In the listing that follows, copy out each line that includes the word "metal".

*****

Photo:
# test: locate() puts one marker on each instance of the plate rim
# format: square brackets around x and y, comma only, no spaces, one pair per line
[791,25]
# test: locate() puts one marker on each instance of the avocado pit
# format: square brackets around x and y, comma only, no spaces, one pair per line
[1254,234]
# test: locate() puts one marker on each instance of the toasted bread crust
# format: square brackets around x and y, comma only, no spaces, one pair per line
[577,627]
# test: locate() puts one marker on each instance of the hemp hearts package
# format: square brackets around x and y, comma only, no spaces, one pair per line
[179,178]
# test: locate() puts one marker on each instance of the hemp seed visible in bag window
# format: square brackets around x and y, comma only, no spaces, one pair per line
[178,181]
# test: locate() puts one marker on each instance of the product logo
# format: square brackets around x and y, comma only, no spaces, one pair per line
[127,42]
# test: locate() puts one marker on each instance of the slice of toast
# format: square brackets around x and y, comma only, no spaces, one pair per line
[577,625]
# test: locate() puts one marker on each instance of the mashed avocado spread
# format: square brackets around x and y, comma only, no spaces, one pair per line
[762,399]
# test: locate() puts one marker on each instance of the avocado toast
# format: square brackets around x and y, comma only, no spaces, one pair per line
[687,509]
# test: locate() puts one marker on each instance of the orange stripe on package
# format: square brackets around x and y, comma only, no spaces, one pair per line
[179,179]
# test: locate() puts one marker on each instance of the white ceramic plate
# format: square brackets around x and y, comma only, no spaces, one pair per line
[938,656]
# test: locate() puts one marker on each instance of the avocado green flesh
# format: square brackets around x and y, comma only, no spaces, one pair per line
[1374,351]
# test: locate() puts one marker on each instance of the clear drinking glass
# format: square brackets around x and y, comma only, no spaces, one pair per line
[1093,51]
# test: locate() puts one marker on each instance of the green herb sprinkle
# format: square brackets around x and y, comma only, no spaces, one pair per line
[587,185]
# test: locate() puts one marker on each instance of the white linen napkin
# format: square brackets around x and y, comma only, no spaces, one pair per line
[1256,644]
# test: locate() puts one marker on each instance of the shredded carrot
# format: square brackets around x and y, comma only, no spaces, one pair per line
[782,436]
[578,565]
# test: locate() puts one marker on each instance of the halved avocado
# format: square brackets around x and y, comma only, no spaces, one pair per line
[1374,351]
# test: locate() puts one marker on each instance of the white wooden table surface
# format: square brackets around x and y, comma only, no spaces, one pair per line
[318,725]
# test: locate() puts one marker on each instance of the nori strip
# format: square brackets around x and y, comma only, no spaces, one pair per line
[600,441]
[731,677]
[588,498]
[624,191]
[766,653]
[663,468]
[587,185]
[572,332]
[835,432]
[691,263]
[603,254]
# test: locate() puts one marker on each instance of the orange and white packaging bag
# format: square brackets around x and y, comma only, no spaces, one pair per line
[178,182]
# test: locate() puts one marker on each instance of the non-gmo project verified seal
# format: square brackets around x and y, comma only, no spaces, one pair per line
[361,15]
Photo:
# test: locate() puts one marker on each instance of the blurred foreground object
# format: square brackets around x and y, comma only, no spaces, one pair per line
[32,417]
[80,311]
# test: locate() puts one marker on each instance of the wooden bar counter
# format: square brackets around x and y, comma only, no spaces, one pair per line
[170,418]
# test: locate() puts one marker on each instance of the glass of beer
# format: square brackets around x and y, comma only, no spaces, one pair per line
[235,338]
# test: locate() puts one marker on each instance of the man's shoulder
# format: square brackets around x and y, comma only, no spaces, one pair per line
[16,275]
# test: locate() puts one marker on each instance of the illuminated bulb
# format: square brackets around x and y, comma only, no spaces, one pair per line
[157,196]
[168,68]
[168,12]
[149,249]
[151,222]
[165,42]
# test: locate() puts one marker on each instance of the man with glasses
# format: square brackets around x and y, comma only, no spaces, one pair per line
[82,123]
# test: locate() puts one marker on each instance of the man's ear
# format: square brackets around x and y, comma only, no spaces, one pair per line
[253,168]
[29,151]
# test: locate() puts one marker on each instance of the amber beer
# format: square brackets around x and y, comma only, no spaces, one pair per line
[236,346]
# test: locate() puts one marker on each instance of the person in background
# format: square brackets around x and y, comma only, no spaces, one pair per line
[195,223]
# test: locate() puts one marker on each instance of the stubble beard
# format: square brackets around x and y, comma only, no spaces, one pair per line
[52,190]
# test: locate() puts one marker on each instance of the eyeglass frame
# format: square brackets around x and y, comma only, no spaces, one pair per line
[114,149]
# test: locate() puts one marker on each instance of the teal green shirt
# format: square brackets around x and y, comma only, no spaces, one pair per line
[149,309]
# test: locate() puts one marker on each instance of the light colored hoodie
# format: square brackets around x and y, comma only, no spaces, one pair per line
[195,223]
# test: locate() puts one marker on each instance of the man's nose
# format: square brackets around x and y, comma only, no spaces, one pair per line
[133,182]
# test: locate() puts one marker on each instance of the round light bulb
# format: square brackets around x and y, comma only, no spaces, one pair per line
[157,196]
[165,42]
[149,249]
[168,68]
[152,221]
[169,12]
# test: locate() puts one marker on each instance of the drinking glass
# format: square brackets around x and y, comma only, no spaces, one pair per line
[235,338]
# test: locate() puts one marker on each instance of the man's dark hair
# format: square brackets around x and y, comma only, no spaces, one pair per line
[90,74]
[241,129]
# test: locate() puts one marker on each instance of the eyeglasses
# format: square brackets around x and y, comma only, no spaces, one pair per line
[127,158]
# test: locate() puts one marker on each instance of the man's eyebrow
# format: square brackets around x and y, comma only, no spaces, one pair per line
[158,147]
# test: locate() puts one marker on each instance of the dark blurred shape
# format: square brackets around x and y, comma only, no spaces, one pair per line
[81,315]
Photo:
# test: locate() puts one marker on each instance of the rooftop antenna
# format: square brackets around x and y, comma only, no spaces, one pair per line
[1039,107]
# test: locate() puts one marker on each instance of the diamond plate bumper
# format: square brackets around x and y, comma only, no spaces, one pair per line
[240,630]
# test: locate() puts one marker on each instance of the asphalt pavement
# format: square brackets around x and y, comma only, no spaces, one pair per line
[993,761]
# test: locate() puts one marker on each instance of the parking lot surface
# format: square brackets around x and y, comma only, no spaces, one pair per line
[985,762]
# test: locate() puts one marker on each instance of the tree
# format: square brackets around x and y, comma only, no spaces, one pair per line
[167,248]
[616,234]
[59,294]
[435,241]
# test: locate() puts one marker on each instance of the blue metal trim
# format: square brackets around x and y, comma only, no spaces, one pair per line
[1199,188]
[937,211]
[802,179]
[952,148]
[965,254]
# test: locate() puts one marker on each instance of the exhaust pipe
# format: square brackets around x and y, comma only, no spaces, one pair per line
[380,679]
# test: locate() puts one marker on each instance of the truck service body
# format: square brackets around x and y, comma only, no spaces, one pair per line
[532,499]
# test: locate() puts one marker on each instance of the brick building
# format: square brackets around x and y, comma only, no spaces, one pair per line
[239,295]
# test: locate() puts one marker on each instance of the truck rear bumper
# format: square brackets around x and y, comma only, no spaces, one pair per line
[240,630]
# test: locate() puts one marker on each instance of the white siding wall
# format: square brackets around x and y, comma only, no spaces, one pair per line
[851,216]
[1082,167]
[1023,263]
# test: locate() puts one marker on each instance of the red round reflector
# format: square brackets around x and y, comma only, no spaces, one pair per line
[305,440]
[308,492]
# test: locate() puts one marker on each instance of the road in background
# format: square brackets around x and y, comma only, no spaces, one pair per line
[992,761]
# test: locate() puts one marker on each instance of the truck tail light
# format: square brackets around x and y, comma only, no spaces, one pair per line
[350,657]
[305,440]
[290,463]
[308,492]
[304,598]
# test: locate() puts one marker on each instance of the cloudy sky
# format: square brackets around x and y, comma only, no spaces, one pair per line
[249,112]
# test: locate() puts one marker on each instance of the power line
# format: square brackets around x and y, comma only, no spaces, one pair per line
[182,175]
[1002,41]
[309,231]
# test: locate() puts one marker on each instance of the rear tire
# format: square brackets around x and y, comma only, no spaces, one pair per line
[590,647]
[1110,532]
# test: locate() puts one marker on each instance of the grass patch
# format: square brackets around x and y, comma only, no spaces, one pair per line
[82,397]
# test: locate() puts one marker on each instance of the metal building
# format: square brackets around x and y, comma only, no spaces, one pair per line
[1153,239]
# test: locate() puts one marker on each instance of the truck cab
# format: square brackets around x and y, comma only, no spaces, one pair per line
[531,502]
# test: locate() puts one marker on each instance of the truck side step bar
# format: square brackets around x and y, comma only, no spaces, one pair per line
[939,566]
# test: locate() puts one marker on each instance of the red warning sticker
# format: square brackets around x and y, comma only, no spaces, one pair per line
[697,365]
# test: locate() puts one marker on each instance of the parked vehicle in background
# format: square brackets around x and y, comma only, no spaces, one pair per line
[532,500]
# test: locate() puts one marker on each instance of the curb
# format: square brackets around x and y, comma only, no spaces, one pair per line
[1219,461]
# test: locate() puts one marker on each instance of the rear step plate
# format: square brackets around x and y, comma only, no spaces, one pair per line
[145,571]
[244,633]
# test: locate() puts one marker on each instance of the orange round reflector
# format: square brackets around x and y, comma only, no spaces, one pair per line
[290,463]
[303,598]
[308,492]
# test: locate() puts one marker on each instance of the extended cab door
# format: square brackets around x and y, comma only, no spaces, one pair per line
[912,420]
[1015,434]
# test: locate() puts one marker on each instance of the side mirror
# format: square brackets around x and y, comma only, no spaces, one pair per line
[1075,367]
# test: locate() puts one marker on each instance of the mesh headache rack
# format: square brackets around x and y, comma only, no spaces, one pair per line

*****

▸ **TASK OUTPUT**
# test: locate() puts one marker on each instance of the blue metal trim
# test: locate() puts one marker on each instance of the metal building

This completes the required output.